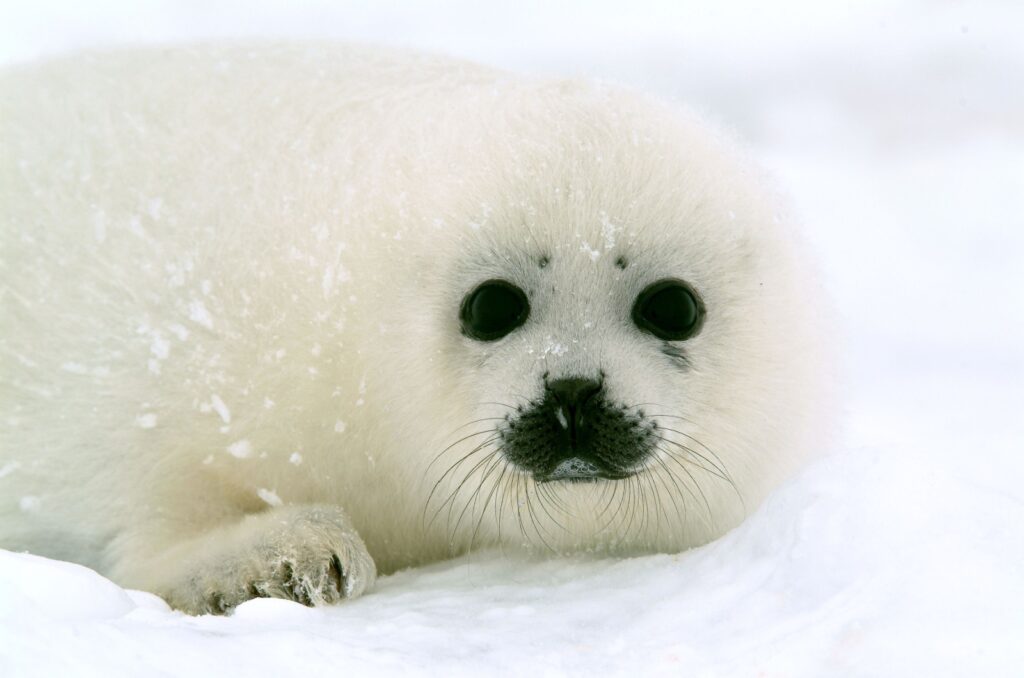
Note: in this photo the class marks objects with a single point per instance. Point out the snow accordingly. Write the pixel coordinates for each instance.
(897, 133)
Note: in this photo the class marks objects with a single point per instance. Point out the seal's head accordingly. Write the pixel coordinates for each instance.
(627, 340)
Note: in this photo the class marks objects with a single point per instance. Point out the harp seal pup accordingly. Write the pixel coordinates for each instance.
(278, 318)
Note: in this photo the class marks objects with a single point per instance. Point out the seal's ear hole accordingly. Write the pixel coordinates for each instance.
(669, 309)
(493, 309)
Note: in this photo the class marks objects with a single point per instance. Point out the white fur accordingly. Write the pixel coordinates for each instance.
(229, 290)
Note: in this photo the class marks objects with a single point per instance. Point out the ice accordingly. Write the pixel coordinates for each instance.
(241, 450)
(896, 130)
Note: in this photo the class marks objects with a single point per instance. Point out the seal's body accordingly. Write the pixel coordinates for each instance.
(274, 313)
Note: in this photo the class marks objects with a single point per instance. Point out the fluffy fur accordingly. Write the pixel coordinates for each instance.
(231, 363)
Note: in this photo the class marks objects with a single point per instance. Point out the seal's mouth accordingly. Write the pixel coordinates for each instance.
(579, 470)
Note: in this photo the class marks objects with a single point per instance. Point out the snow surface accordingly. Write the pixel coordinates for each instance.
(898, 131)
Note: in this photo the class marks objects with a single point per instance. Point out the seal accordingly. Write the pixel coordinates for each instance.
(278, 318)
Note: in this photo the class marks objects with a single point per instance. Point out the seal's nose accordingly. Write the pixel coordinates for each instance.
(570, 396)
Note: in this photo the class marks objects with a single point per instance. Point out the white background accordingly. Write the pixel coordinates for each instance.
(897, 129)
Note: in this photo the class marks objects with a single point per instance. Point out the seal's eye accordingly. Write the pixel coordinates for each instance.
(494, 309)
(669, 309)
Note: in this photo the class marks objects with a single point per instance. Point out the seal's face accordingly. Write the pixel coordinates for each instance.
(624, 350)
(576, 430)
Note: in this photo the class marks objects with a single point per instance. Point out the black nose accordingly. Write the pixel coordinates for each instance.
(570, 397)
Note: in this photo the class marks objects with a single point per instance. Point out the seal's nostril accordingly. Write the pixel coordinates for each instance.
(570, 396)
(573, 392)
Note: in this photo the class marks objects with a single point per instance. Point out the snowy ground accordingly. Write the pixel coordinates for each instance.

---+---

Exercise prompt:
Rewrite the listing above with every "Point out" changed to "Locate" and nothing else altered. Leave the pictures out of the result.

Full response:
Note: in this photo the class marks objects with a single point per instance. Locate the snow accordingly. Write the pixel coordinates for each instance.
(897, 133)
Note: in this photo the class marks objects with a single point per instance. Locate the seal's head accordingly. Write the pixel coordinates for each instance.
(627, 340)
Note: in this photo the class marks objects with a single point per instance. Locate the harp seal pup accordingly. Write the pixel coordinates for each instance.
(278, 318)
Note: in this photo the class marks objects with a single point per instance. Locate the seal's ear hole accordingly. Write the pixel coordinates for each instance.
(669, 309)
(493, 309)
Note: in this photo the class marks objects with a single point per instance. Locate the white fur accordingly. Write the pixel coordinates for each instance.
(229, 290)
Note: in this photo the class marks objects with a single point per instance. Locate the ice accordingly. Write the pixel coordinates for each instance.
(241, 450)
(896, 130)
Note: in this photo the class marks objects with a single point per instance. Locate the seal's body accordingly. Write the pixel coordinates for each instance.
(274, 313)
Note: in this photo the class marks objects with a single point per instance. Locate the fluffy fur accordingly. Write the pixel coordinates for each instance.
(231, 363)
Note: in this photo the class marks objects with a single point per instance. Locate the seal's mouth accordingly. Write the pixel coordinates for each instance.
(579, 470)
Note: in this photo the class marks objects with a single point per instance. Locate the snow surface accordingly. Write the pixel coordinates for each instance.
(898, 131)
Note: in this photo the class marks objects with a single point per instance. Locate the seal accordingly. Write the pixel coordinates for each instance.
(278, 318)
Note: in this photo the class marks objects with a single point per instance. Locate the seal's nose accordingly. Write the pixel coordinates for each instance.
(570, 396)
Note: in this photo the class marks objects with a single point per instance. Locate the white background accordingly. Write the pixel coordinates for each instance.
(897, 129)
Note: in this photo the class marks objects with a single point per instance. Locate the seal's eye accordingly. Write the pixel coordinates for each instance.
(494, 309)
(669, 309)
Note: in this photo the class marks objects with a single point per instance. Locate the seal's face accordingly. Write the pixel coordinates for each instance.
(624, 350)
(576, 430)
Note: in this photo the class marks objects with a single point per instance. Locate the black nose accordingly. Write the pixel coordinates for each instance.
(570, 397)
Note: in this photo the class marks objects with a single point per instance. Locate the seal's nostril accordingly. Write the pixel coordinates for each instance.
(570, 396)
(573, 392)
Note: in this photo the class marks objects with a single point per instance. Locate the snowy ground accordingly. Write the pixel coordinates for each instance.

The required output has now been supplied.